_SUPPLIED TEXT_.
--------------------
One Hit Wonders #19: “Hot Smoke & Sasafrass” by The Bubble Puppy (International Artists Records 1969)

San Antonio, Texas rockers The Bubble Puppy rocketed to #14 on the charts with the psychedelic hard rocking “Hot Smoke & Sasafrass”:

The band pioneered the dual lead guitar sound, with Rod Prince and Todd Potter riffing their way to an appearance on Dick Clark’s AMERICAN BANDSTAND. Soon groups like The Allman Brothers and Thin Lizzy took the concept to new rocking heights, but The Bubble Puppy (also featuring Roy Cox on bass and “Fuzzy” Fore on drums) were there first. The song, which has been covered by MGMT and The Mooche, remains an early example of the heavy metal genre.
--------------------
_INFORMATION_.

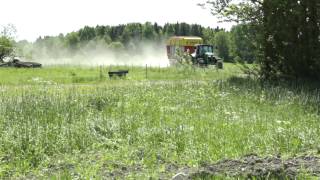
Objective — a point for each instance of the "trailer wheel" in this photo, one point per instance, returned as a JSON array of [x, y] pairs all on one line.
[[220, 65]]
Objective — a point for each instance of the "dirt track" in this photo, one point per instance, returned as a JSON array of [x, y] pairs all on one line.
[[253, 166]]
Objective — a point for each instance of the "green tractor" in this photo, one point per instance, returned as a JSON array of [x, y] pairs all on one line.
[[204, 56]]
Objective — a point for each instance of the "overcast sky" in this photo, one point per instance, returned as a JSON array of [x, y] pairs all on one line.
[[34, 18]]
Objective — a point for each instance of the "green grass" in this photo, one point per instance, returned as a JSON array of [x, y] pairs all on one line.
[[183, 117]]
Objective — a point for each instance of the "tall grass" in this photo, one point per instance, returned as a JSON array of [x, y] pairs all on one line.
[[152, 123]]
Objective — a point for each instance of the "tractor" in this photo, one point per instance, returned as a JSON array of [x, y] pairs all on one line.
[[201, 54]]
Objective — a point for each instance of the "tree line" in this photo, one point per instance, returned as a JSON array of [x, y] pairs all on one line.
[[130, 37], [234, 45], [285, 34]]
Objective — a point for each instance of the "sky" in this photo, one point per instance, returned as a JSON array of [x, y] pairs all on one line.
--------------------
_ASSIGNMENT_.
Continue the piece about The Bubble Puppy's "Hot Smoke & Sasafrass" from the point where it stops.

_ANSWER TO THIS TASK_.
Though The Bubble Puppy released only one album (“A Gathering of Promises”) before disbanding in 1970, it’s members all continued working in the music industry. Prince and Fore are currently gigging in the Texas area in a reformed version of The Bubble Puppy with new members Mark Miller (guitar), Gregg Stegall (guitar), and Jimi Umstattd (bass), bringing a triple lead sonic assault to a festival near you… if you live in Texas, that is! All hail The Bubble Puppy!

One Hit Wonders #18: “Lies” by The Knickerbockers (Challenge Records 1965)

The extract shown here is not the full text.